#### Dataset content
Begin
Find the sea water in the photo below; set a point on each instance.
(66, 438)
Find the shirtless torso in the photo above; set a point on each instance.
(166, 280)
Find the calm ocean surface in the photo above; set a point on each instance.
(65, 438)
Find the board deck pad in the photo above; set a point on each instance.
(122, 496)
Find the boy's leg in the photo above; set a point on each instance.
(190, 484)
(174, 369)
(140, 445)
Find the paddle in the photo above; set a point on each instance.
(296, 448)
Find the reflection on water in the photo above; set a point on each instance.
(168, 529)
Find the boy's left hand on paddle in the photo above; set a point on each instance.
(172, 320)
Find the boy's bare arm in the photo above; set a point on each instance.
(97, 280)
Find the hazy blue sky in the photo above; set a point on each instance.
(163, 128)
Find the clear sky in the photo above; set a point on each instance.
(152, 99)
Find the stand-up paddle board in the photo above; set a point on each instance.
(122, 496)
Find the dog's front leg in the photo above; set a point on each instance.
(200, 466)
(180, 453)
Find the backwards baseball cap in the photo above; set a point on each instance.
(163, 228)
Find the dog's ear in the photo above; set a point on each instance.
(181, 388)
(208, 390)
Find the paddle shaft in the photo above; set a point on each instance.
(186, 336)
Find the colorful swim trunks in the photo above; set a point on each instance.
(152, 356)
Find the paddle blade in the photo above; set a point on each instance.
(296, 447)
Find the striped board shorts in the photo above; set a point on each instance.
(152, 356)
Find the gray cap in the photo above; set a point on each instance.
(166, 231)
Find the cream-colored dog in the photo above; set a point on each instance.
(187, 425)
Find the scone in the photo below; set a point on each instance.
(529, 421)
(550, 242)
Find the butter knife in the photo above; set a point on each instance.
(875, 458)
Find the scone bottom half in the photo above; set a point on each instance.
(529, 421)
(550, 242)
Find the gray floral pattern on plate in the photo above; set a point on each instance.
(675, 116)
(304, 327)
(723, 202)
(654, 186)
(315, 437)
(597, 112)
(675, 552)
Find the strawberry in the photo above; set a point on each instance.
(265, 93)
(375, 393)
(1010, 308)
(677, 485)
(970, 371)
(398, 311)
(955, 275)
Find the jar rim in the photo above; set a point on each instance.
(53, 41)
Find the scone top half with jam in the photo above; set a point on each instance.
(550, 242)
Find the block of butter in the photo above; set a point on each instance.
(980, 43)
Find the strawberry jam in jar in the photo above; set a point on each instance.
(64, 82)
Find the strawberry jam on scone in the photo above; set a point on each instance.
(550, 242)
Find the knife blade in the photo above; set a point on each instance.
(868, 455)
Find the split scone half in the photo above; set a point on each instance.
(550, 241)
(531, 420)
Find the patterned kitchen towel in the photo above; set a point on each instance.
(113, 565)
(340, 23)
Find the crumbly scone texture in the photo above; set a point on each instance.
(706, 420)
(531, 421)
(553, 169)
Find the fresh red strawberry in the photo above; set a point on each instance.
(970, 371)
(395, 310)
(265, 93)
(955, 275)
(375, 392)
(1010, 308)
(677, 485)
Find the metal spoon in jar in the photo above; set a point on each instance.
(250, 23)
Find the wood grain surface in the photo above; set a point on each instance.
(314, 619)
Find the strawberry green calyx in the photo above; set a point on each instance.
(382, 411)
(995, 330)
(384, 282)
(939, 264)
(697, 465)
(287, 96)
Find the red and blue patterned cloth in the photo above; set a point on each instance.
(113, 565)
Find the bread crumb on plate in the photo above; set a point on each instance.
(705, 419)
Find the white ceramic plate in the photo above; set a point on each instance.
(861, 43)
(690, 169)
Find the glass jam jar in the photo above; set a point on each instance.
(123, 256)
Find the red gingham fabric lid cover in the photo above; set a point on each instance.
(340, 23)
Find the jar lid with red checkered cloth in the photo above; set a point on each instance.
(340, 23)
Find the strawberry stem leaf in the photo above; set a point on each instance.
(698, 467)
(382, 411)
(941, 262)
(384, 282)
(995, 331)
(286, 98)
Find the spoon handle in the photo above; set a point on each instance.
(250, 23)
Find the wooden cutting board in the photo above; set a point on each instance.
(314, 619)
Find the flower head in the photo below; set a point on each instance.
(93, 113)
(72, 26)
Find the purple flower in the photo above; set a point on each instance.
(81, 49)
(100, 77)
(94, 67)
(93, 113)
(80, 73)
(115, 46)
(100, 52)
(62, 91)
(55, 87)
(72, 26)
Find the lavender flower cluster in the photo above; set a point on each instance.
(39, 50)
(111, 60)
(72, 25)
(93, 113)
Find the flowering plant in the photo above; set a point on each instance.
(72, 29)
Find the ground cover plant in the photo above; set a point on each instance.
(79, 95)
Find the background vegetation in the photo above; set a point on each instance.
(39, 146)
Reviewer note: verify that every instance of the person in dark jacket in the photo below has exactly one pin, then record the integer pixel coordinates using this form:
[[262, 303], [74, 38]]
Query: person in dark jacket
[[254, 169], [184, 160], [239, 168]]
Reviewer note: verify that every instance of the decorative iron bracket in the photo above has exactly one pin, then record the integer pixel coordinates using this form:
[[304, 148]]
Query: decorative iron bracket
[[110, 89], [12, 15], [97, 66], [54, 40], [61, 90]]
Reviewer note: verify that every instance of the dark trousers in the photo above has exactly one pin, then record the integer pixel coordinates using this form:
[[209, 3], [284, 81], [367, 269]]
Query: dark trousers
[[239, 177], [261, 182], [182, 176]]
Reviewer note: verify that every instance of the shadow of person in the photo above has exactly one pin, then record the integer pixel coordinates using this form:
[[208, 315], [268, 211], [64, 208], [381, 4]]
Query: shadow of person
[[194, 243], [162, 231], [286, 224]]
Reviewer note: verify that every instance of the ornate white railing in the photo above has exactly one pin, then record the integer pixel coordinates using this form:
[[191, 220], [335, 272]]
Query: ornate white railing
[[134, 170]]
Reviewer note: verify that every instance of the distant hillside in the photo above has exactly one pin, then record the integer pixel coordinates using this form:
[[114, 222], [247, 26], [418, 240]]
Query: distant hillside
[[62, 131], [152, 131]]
End
#### What to produce
Reproduce the whole listing above word for word, from its first line to its last.

#### Solution for this exercise
Find the sea water in the photo below; set a point on each instance.
(66, 438)
Find the shirtless torso in the photo above; set a point on each instance.
(166, 280)
Find the calm ocean surface in the photo above; set a point on each instance.
(65, 438)
Find the board deck pad in the photo above; set a point on each instance.
(122, 496)
Find the boy's leg in the photo above; set a point on each instance.
(190, 484)
(174, 369)
(140, 445)
Find the paddle in the photo above; set a point on each instance.
(296, 448)
Find the reflection on water in the photo above; set a point on each instance.
(168, 529)
Find the boy's left hand on paddle in the photo above; set a point on each instance.
(172, 320)
Find the boy's bare arm in the photo above; set a point on each instance.
(97, 280)
Find the hazy blue sky in the photo above; set a point on each instance.
(163, 128)
Find the clear sky in the photo above; set a point on each instance.
(152, 99)
Find the stand-up paddle board in the photo above; set a point on each instance.
(122, 496)
Find the dog's front leg in the photo above; set a point on each instance.
(200, 466)
(180, 453)
Find the backwards baseball cap in the photo above; set a point on each instance.
(163, 228)
Find the dog's ear in the photo above; set a point on each instance.
(181, 388)
(208, 390)
Find the paddle shaft in the photo above; set a point on each instance.
(186, 336)
Find the colorful swim trunks in the photo above; set a point on each instance.
(152, 356)
Find the paddle blade in the photo above; set a point on each instance.
(296, 447)
Find the striped board shorts in the photo above; set a point on each instance.
(152, 356)
Find the gray cap in the photo above; set a point on each instance.
(166, 231)
Find the cream-colored dog in the photo above; set a point on each instance.
(187, 425)
Find the scone in the photo below; set a point on each instance.
(529, 421)
(550, 242)
Find the butter knife in the photo above; set a point on each instance.
(875, 458)
Find the scone bottom half in the photo above; set a point on each instance.
(529, 421)
(550, 242)
Find the gray floral pattern on plate in the photo above; set a point on each instance.
(675, 116)
(304, 327)
(723, 202)
(654, 186)
(315, 437)
(597, 112)
(675, 552)
Find the strawberry in the photo above; set a point on each instance.
(265, 93)
(375, 393)
(1010, 308)
(677, 485)
(970, 371)
(398, 311)
(955, 275)
Find the jar rim in the photo above; set a point on each instance.
(53, 41)
Find the scone top half with jam in the photo above; set a point on each instance.
(550, 242)
Find the block of butter in the photo above; set a point on each instance.
(980, 43)
Find the strawberry jam in jar in the photo above; set a point on each instance.
(64, 82)
Find the strawberry jam on scone in the photo above; set a point on each instance.
(550, 242)
Find the knife blade in the photo above; set a point on each instance.
(868, 455)
Find the split scone half in the photo above; set a point on each instance.
(550, 241)
(531, 420)
Find the patterned kitchen towel in the photo above; set a point on each instance.
(113, 565)
(340, 23)
Find the crumbly scone texture in the photo above; set a point on each instance.
(706, 420)
(531, 421)
(553, 169)
Find the fresh red strawberry in the photo above; set a point on each instance.
(970, 371)
(395, 310)
(265, 93)
(955, 275)
(375, 392)
(1010, 308)
(677, 485)
Find the metal spoon in jar in the photo above; set a point on each instance.
(250, 23)
Find the wood grain surface in the photo above; set a point on each instance.
(314, 619)
Find the strawberry green calyx in the photo above; set a point on each instance.
(382, 411)
(995, 330)
(384, 282)
(939, 264)
(697, 465)
(287, 96)
Find the red and blue patterned cloth in the photo above; set a point on each instance.
(113, 565)
Find the bread crumb on plate in the photo above; set a point on each instance.
(705, 419)
Find the white ceramic plate in the photo above; set a point on each instance.
(861, 43)
(690, 169)
Find the glass jam jar in the photo above; set a point on each instance.
(123, 256)
Find the red gingham fabric lid cover in the photo above; set a point on each instance.
(340, 23)
Find the jar lid with red checkered cloth in the photo above; set a point on each instance.
(340, 23)
Find the strawberry stem leaf in the photo above; set a point on each instance.
(698, 467)
(382, 411)
(941, 262)
(384, 282)
(995, 331)
(286, 98)
Find the spoon handle in the photo above; set a point on each instance.
(250, 23)
Find the wooden cutting board in the photo above; set a point on each instance.
(314, 619)
Find the flower head in the photo below; set a point on each instance.
(93, 113)
(72, 26)
Find the purple flower in the photo above; set a point on each instance.
(81, 49)
(100, 77)
(94, 67)
(93, 113)
(80, 73)
(115, 46)
(100, 52)
(62, 91)
(55, 87)
(72, 26)
Find the lavender flower cluster in the photo above; set a point on each instance.
(39, 50)
(111, 60)
(72, 25)
(93, 113)
Find the flowering plant in the photo above; set a point on each instance.
(72, 29)
Find the ground cover plant in the photo above; set a point on each instance.
(79, 95)
Find the background vegetation in the photo above; set a point on each instance.
(39, 146)
Reviewer note: verify that every instance of the person in dark jacket in the photo below has exactly one pin, then record the integer pixel coordinates using this form:
[[262, 303], [74, 38]]
Query: person in dark jacket
[[254, 169], [184, 160], [239, 168]]
Reviewer note: verify that every instance of the decorative iron bracket in the photo above has exactly one pin, then record the integer pixel coordinates using this form:
[[304, 148]]
Query: decorative iron bracket
[[110, 89], [12, 15], [97, 66], [54, 40], [61, 90]]
Reviewer note: verify that every instance of the dark trousers in the photo above has exactly one pin, then record the integer pixel coordinates using this form:
[[209, 3], [284, 81], [367, 269]]
Query: dark trousers
[[239, 177], [261, 182], [182, 176]]
Reviewer note: verify that every instance of the shadow of person in the photo above has exactly one pin, then record the integer pixel coordinates using this form:
[[208, 315], [268, 211], [64, 208], [381, 4]]
Query: shadow of person
[[194, 243], [162, 231], [286, 224]]
Reviewer note: verify that every instance of the ornate white railing in the photo above has exactly one pin, then record the integer pixel coordinates using this form:
[[191, 220], [335, 272]]
Query: ornate white railing
[[134, 170]]
Reviewer note: verify that every instance of the distant hillside in the photo above has exactly one pin, then record the integer pixel coordinates using this form:
[[114, 222], [247, 26], [418, 240]]
Query: distant hillside
[[62, 131], [152, 131]]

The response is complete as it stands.